(Task statement): Write out every record below exactly as it appears.

########################################

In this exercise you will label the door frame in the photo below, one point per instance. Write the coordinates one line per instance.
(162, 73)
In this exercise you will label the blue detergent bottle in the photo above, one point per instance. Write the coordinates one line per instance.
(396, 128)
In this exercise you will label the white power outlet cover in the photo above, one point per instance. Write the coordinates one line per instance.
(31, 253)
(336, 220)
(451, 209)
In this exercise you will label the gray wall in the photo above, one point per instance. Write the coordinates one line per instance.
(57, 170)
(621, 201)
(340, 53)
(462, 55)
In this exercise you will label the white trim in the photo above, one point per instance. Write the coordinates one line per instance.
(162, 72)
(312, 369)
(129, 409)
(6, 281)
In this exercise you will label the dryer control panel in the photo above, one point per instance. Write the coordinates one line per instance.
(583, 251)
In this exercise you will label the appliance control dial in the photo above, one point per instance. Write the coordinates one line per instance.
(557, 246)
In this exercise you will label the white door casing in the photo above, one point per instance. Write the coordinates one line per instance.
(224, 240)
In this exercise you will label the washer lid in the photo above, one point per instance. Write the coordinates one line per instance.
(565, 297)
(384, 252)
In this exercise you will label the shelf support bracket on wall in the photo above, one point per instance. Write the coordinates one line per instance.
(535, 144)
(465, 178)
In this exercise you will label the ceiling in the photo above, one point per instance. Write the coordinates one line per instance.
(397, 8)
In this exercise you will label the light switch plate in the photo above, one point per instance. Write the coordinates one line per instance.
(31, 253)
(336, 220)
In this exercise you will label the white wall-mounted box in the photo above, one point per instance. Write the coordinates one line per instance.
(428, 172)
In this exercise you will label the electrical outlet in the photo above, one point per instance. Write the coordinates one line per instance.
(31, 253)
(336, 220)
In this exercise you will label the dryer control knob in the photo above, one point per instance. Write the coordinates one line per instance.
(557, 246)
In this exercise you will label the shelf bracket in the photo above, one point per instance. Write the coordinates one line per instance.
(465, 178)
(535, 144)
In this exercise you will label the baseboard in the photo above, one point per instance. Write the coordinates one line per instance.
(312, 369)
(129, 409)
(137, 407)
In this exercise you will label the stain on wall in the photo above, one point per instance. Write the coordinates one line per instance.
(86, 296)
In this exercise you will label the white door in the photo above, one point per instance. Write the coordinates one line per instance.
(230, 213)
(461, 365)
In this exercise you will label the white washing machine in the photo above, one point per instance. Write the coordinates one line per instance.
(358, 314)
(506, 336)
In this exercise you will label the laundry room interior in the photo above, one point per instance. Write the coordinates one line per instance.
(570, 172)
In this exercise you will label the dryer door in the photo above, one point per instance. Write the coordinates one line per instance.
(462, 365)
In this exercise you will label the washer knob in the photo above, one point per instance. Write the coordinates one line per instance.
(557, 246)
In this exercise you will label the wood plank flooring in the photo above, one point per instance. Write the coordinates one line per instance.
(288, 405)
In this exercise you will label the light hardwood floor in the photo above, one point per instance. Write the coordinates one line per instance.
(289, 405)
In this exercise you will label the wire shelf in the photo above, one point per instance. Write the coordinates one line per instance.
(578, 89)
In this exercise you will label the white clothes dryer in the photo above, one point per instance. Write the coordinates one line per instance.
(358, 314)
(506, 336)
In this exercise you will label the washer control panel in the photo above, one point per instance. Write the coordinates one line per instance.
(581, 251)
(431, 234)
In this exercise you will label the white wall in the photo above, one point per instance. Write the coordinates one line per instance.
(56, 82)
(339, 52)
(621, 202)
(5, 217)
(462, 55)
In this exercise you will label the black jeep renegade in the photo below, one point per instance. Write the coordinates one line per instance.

########################################

(Complete response):
In this exercise you will label the door frame in the photo below, one point per instance. Write the coordinates one line per instance.
(162, 73)
In this exercise you will label the blue detergent bottle in the photo above, one point per instance. Write the coordinates one line per instance.
(396, 128)
In this exercise you will label the white power outlet cover in the photo above, one point per instance. Write the coordinates one line per instance.
(31, 253)
(336, 220)
(451, 209)
In this exercise you will label the gray wall in the photo above, one point per instance. Write the coordinates one line per instance.
(57, 170)
(621, 201)
(340, 53)
(462, 55)
In this exercise you will label the white trim in the photo above, one point per instance. Write the coordinates one line per instance.
(162, 72)
(312, 369)
(129, 409)
(6, 281)
In this exercise you will label the dryer control panel in the photo above, one point per instance. Write the coordinates one line per instance.
(583, 251)
In this exercise you will label the appliance control dial in the photo above, one point per instance. Write the coordinates one line per instance.
(557, 246)
In this exercise you will label the white door casing in the photo above, one point per instance. Write the coordinates one line per instance.
(224, 240)
In this exercise you will label the washer lid in the photo above, one point per instance. Write the coordinates one line per instance.
(565, 297)
(384, 252)
In this exercise you will label the shelf support bracket on wall in the photo above, one point per instance. Write the coordinates one line per instance.
(535, 144)
(465, 178)
In this exercise you will label the ceiling in the photo above, one point per instance. Write the coordinates one line per instance.
(397, 8)
In this exercise you will label the light switch plate in the photo above, one point per instance. Write the coordinates one line per instance.
(31, 253)
(336, 220)
In this exercise you will label the white wall-mounted box in the photo above, one point per instance. Write the coordinates one line per instance.
(428, 172)
In this exercise you will label the electrical outlet in the photo above, one point per instance. Write the coordinates one line per instance.
(31, 253)
(336, 220)
In this exercise you will label the dryer control knob in the photo above, one point per instance. Write the coordinates one line per instance.
(557, 246)
In this exercise you will label the shelf bracket in the photo above, one point per instance. Write the coordinates one line per instance.
(465, 178)
(535, 144)
In this exercise you will label the baseboard in the photo above, one point per instance. Write the coordinates one line per instance.
(312, 369)
(129, 409)
(137, 407)
In this exercise you will label the stain on wall in the photo above, one point per instance. Write the coordinates one line per instance.
(86, 296)
In this exercise you will label the white door in the photo above, one point per instance. Write the coordinates one line per instance.
(230, 213)
(461, 365)
In this exercise you will label the white washing machine in the photo above, one point per instance. Write the coordinates one line per instance.
(358, 314)
(506, 336)
In this exercise you will label the laundry room interior in the photo above, one point per instance. Write the coordinates one line per instance.
(570, 172)
In this exercise you will label the dryer door in the photo above, one point per instance. Write the coordinates one line per instance.
(462, 365)
In this exercise you will label the washer knob in the photo above, one point per instance. Write the coordinates one line per instance.
(557, 246)
In this exercise you will label the wood plank flooring in the photo above, one point per instance. Write the coordinates one line per instance.
(288, 405)
In this exercise you will label the light hardwood floor in the photo above, one point per instance. Write the coordinates one line per instance.
(289, 405)
In this exercise you will label the wire shelf in the photo above, one point per instance. Write the coordinates one line per instance.
(578, 89)
In this exercise you will label the white clothes dryer in the photo above, one point per instance. Write the coordinates one line per instance.
(358, 314)
(506, 336)
In this exercise you will label the washer control panel in the photo above, one point per instance. Write the coordinates one line per instance.
(581, 251)
(431, 234)
In this exercise you will label the white wall in the photo above, one point per instance. Write the coordinates one line per instance.
(56, 82)
(339, 52)
(621, 202)
(5, 217)
(462, 55)
In this exercise you will label the black jeep renegade in the photo below, one point per instance. Write the coordinates one line per instance.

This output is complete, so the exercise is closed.